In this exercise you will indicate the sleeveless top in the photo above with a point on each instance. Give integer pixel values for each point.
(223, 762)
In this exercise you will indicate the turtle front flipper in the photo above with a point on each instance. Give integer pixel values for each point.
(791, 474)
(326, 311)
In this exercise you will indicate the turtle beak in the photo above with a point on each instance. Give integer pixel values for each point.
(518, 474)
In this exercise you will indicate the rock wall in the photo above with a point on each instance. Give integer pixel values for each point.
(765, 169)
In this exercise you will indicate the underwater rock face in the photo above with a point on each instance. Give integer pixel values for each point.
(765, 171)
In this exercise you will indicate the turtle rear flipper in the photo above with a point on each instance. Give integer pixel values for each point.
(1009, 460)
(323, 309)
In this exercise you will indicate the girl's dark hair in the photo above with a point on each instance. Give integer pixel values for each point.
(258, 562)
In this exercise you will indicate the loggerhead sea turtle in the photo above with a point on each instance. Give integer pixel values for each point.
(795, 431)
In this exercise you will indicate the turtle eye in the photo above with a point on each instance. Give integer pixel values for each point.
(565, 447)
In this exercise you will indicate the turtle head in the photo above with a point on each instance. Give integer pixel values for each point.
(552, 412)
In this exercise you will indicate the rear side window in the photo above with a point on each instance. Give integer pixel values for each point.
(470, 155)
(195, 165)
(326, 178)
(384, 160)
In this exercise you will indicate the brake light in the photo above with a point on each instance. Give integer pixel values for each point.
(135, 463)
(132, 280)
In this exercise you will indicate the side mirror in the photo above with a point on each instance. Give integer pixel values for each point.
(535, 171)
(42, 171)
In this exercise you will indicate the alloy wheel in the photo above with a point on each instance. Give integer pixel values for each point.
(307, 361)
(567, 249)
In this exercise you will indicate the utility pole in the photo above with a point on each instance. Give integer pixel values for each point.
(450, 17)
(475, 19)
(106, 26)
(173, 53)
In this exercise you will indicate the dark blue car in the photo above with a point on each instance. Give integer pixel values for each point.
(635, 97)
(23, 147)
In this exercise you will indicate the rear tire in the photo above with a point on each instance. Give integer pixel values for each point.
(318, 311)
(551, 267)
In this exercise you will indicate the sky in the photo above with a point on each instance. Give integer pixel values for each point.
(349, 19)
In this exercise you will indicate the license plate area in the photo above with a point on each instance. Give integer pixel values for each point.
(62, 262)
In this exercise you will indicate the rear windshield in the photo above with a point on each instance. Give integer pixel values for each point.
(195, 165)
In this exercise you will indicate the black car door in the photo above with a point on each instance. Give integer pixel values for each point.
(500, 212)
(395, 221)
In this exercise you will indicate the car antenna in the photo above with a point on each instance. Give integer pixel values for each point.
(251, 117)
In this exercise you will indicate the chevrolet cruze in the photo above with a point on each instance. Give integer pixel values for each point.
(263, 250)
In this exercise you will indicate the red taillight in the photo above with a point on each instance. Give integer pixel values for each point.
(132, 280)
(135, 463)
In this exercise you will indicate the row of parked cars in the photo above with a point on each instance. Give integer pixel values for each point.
———
EXERCISE DESCRIPTION
What is needed is a word-for-word copy of all the material.

PROBLEM SOLUTION
In this exercise you will indicate the sleeveless top in the photo above with a point on each instance. Give integer pixel values for each point.
(223, 762)
In this exercise you will indicate the turtle front flipper in the photo above with a point on each instance. Give integer pixel values for each point.
(791, 474)
(326, 311)
In this exercise you will indicate the turtle beak in the photo above with a point on each instance. Give integer pixel values for each point.
(518, 474)
In this exercise you will indicate the rock wall in the photo above with a point on each instance. Give integer pixel values for each point.
(765, 169)
In this exercise you will indicate the underwater rock face in the photo above with a point on each instance. Give integer pixel values for each point.
(765, 171)
In this exercise you will indicate the turtle rear flipper in the photo above with a point on each instance. Give integer pixel values for each point.
(1009, 460)
(323, 309)
In this exercise you will indicate the girl's dark hair in the photo above with a point on each instance. Give integer pixel values for each point.
(258, 562)
In this exercise you will indicate the loggerhead sea turtle in the photo above with a point on each instance. Give integer pixel values for each point.
(795, 431)
In this exercise you will indicate the turtle eye in the photo above with a point on each instance. Give integer pixel values for each point.
(565, 447)
In this exercise you will indicate the turtle head in the photo above with a point on each instance. Give integer pixel values for each point.
(552, 412)
In this exercise you will indicate the rear side window in the photo above with a point on each instance. Give integer pixel values for each point.
(470, 155)
(195, 165)
(326, 178)
(384, 160)
In this exercise you will indicate the brake light in the photo above with a point on each instance. Give integer pixel values for each point.
(135, 463)
(132, 280)
In this exercise you will indicate the side mirror in the photo above with a point on each instance. Give integer pixel values for each point.
(535, 171)
(42, 171)
In this exercise you will indicate the alloy wheel in the photo above with a point on each instance. Give integer pixel values for each point.
(307, 361)
(567, 249)
In this exercise you will indicate the utility pole in the photo above with a point on each instance. Give integer pixel values for each point.
(450, 17)
(475, 19)
(106, 26)
(173, 53)
In this exercise you will indicate the dark blue car in the photo above with a point on each instance. Give integer pixel values for each point.
(635, 97)
(23, 147)
In this exercise you will indicate the rear tire in the photo above with a point on each instance. Give integer pixel values for each point.
(318, 311)
(551, 267)
In this exercise you will indicate the sky in the photo above with a point on each instance. Give integer pixel values for each point.
(349, 19)
In this exercise you will indicate the license plate area in the photo above with a point on each instance. Give integer pixel values for each point.
(62, 262)
In this exercise you will indicate the rear windshield in the photo above with a point on each instance. Give integer pixel values for each point.
(195, 165)
In this exercise you will indicate the black car door in the photo above with a point on each instance. Give integer pixel values for each point.
(500, 212)
(395, 221)
In this exercise you will indicate the car antenna in the photo above with a point on each instance. Give integer pixel values for each point.
(251, 117)
In this exercise you will indicate the chevrolet cruze in the photo above with a point on each instance. Give integer pixel values for each point.
(263, 250)
In this exercise you will indicate the red taillight in the photo above with a point on each instance. Give integer pixel values for each point.
(132, 280)
(135, 463)
In this exercise you will indicate the row of parked cars in the photo above with a point on each instance. Give integer pixel values for each point.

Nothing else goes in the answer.